> Things to do
1. In the post about the Oracle-Ford disaster, why didn't the effort to sell the team on a more agile approach work?
2. In the post about the Oracle-Ford disaster, can you replace "organization" with "company" in everything from "It was unfortunante" down to "a death march."?
3. Can you carry on the post about the Oracle-Ford disaster from the point where it stops?

> Reading passage

⟨

About the $200M Oracle-Ford Desaster: the management did not give them enough power to go fully agile

Chet Hendrickson:

 It was a very frustrating situation.  The team asked Don and me
 to help with preventing the Oracle consutants from making changes
 directly to the production system.  This was about $150 million into the project.

 We tried to sell them on a more agile approach (as you might imagine), but by
 this time they were pretty far gone.

 It was unfortunante that we were not operating at a level in the organization
 that would have allowed us to get the plug pulled sooner.

 chet

Georg Tuparev has a nice case story, too: speak out if you are put on a death march.

 Few years ago I was called to lead a huge team stuck in one and half
 year design phase. The team was supposed to build a control software
 for a network of telecom satellites. Cannot disclosed names and
 resources, but one could imagine ...

⟩

> Data extracts
⟨

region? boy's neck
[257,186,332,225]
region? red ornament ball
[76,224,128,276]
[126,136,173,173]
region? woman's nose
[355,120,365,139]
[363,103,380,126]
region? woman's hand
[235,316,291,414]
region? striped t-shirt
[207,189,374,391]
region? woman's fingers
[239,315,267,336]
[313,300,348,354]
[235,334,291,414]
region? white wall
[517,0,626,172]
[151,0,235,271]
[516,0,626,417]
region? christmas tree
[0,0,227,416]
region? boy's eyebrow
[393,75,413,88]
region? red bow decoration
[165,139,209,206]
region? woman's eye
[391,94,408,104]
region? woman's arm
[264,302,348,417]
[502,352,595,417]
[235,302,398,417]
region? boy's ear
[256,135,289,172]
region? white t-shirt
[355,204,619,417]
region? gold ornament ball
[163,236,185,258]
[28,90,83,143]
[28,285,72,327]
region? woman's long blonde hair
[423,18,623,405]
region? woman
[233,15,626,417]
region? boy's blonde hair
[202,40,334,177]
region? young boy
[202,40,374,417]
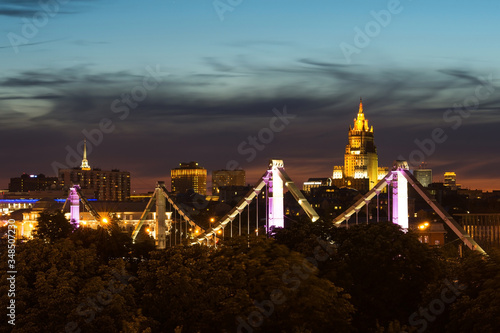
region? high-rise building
[413,168,432,187]
[59,139,130,201]
[444,172,457,190]
[170,162,207,195]
[302,178,332,193]
[212,170,245,195]
[9,173,59,192]
[332,99,383,192]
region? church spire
[80,139,90,170]
[353,97,370,132]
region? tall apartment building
[58,139,130,201]
[170,162,207,195]
[212,170,245,195]
[332,99,380,192]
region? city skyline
[0,1,500,192]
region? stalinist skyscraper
[332,99,386,192]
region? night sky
[0,0,500,192]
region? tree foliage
[33,211,75,243]
[138,238,354,332]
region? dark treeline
[0,213,500,333]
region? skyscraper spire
[80,139,90,170]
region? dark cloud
[0,58,500,190]
[0,0,90,17]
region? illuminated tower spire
[81,139,90,170]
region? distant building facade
[212,170,246,195]
[332,100,380,192]
[58,139,130,201]
[9,174,60,192]
[444,171,459,190]
[302,178,332,193]
[413,168,432,187]
[170,162,207,195]
[454,213,500,248]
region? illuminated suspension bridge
[65,160,485,254]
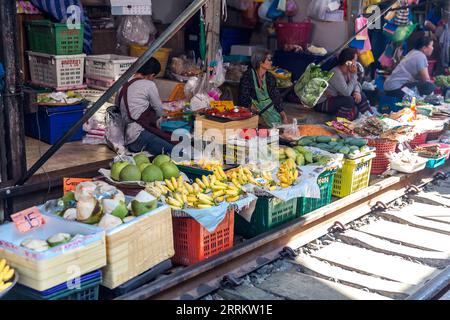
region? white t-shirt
[120,79,163,145]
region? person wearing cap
[116,57,174,155]
[238,51,288,128]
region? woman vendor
[238,51,288,128]
[384,37,436,99]
[314,48,372,121]
[116,58,173,155]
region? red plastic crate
[368,139,397,174]
[409,132,428,149]
[172,210,234,266]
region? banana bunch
[277,158,299,188]
[145,181,169,199]
[226,167,259,188]
[0,259,14,292]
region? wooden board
[194,116,259,144]
[311,242,438,285]
[102,206,175,289]
[294,255,417,299]
[257,271,389,300]
[359,220,450,252]
[378,209,450,235]
[0,239,106,291]
[337,230,450,268]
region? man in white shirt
[117,58,174,154]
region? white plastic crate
[110,0,152,16]
[28,51,86,90]
[86,54,137,81]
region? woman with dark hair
[116,58,173,154]
[384,37,436,99]
[238,51,288,128]
[314,48,371,120]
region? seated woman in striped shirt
[314,48,372,121]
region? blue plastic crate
[25,103,86,144]
[378,95,403,113]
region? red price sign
[63,178,92,193]
[11,207,45,233]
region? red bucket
[275,20,312,50]
[368,139,397,174]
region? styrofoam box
[0,214,106,291]
[230,45,264,56]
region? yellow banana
[195,178,206,189]
[171,177,178,190]
[227,196,239,202]
[0,269,14,282]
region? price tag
[11,207,45,233]
[210,101,234,112]
[63,178,92,193]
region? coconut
[102,199,128,219]
[98,214,122,230]
[131,190,157,216]
[75,181,97,201]
[20,239,50,252]
[63,208,77,221]
[47,233,72,247]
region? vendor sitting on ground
[384,37,436,99]
[239,51,288,128]
[314,48,371,121]
[116,58,173,155]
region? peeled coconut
[47,233,72,247]
[102,199,128,219]
[20,239,50,252]
[77,197,103,224]
[63,208,77,221]
[131,190,158,217]
[98,214,122,230]
[75,181,97,201]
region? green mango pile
[297,136,370,156]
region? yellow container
[332,153,375,198]
[130,44,172,78]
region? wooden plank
[217,284,286,300]
[294,255,418,299]
[337,230,450,268]
[378,209,450,235]
[257,271,389,300]
[359,220,450,252]
[311,242,438,285]
[400,202,450,223]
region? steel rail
[117,171,446,300]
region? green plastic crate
[297,171,336,217]
[234,197,297,238]
[26,20,84,55]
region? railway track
[118,170,450,300]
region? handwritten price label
[11,207,45,233]
[211,101,234,112]
[63,178,92,193]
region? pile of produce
[20,233,74,252]
[56,181,157,229]
[414,144,445,159]
[295,64,333,108]
[298,136,371,157]
[0,259,15,294]
[111,153,180,182]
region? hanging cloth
[252,70,281,128]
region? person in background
[314,48,372,121]
[238,51,288,128]
[116,58,173,155]
[384,37,436,99]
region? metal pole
[16,0,207,185]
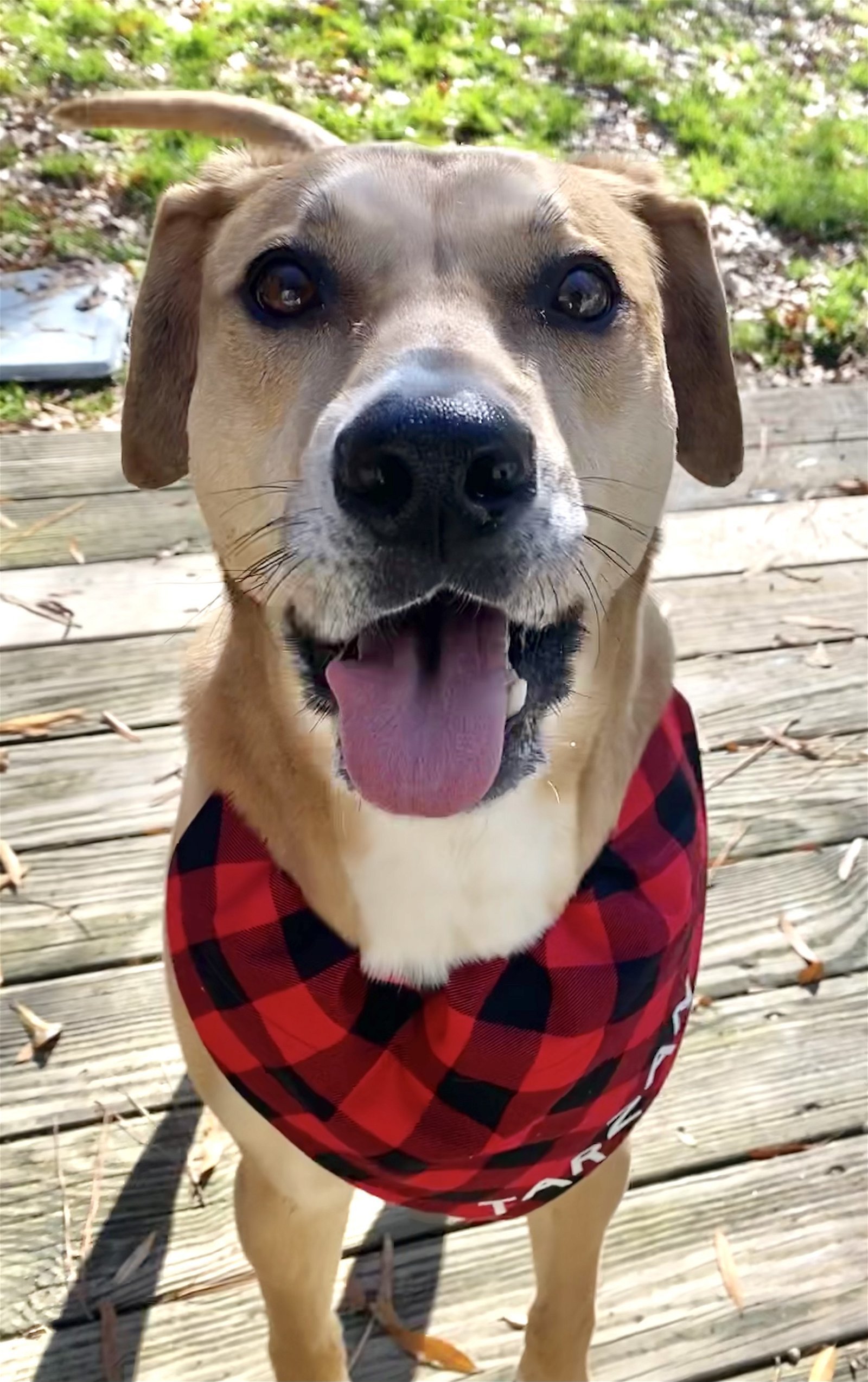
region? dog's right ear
[120,184,238,489]
[54,91,343,489]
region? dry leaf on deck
[796,959,825,987]
[748,1142,810,1161]
[0,705,84,738]
[0,840,23,891]
[374,1302,477,1377]
[109,1228,156,1287]
[99,1301,123,1382]
[0,864,30,893]
[99,710,141,743]
[807,1343,838,1382]
[714,1228,745,1310]
[805,642,832,667]
[187,1109,232,1187]
[838,836,865,883]
[778,916,820,965]
[11,1003,63,1064]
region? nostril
[335,441,413,517]
[464,449,528,507]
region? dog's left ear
[634,188,742,485]
[578,155,742,485]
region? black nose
[335,390,537,542]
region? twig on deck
[118,1085,205,1209]
[51,1118,75,1287]
[5,499,87,549]
[80,1109,109,1276]
[705,716,799,796]
[707,821,752,887]
[0,590,81,633]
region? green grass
[0,0,868,403]
[0,0,868,240]
[732,254,868,369]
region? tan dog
[61,93,741,1382]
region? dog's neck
[181,555,672,984]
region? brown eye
[554,261,618,326]
[245,254,321,326]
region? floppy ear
[636,189,742,485]
[578,155,742,485]
[54,91,343,489]
[120,184,237,489]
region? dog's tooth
[506,677,528,720]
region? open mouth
[286,594,582,817]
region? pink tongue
[326,609,506,816]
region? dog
[60,91,742,1382]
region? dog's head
[62,93,741,816]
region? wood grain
[0,496,868,651]
[3,383,868,499]
[0,829,868,998]
[0,1139,866,1382]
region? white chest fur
[346,780,578,985]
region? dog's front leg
[518,1142,630,1382]
[235,1157,353,1382]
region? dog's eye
[245,254,321,326]
[554,260,618,326]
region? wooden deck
[0,386,868,1382]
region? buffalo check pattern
[167,692,706,1219]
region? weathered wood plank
[704,735,868,859]
[3,725,868,858]
[0,884,865,1161]
[3,724,184,850]
[0,627,868,748]
[0,441,868,571]
[0,836,868,998]
[699,844,868,998]
[666,437,868,513]
[3,725,868,858]
[654,561,868,658]
[3,384,868,499]
[0,995,865,1335]
[0,498,868,651]
[0,829,174,984]
[0,553,222,648]
[676,639,868,749]
[0,630,192,743]
[0,1139,865,1382]
[0,488,210,571]
[729,1339,868,1382]
[654,498,868,581]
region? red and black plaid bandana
[167,694,706,1219]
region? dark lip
[283,594,585,804]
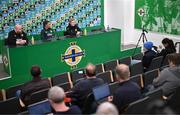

⟩

> Responses to the exercise
1. By that point, about $150 million into the project, the team was already pretty far gone.

2.
It was unfortunante that we were not operating at a level in the company
 that would have allowed us to get the plug pulled sooner.

 chet

Georg Tuparev has a nice case story, too: speak out if you are put on a death march.

3.
 Three days in the project I had a phone conference with the CxO's of
 both companies involved. Told them that the way it is going no
 satellite will ever fly and that I know a better way. After getting
 green line, the design document was burned with a small celebration at
 a BBQ, and 85% of the initial team members were sent to an indefinitely
 long vacation. With the rest (15%) of the team we had the first
 functioning version 2 months ahead of the schedule and 50% lower then
 expected expenses.

 So the lessons:
 - it is never late to change direction of a project in order to save it.
 - I do not agree with Kent that this is a sad story. If you are a good
 programmer put on a death march project you should speak out! If no one
 listens - walk away. There is just one very precious life in front of
 us - do not waste it! And if these folks wasted 2 years of their lives,
 well, it is their business ... but they should not expect my
 sympathies.

 BTW, Philip is right - the project I was telling about had a 9 months x
 40 people "Big Requirements Up Front"!!! Then the design started...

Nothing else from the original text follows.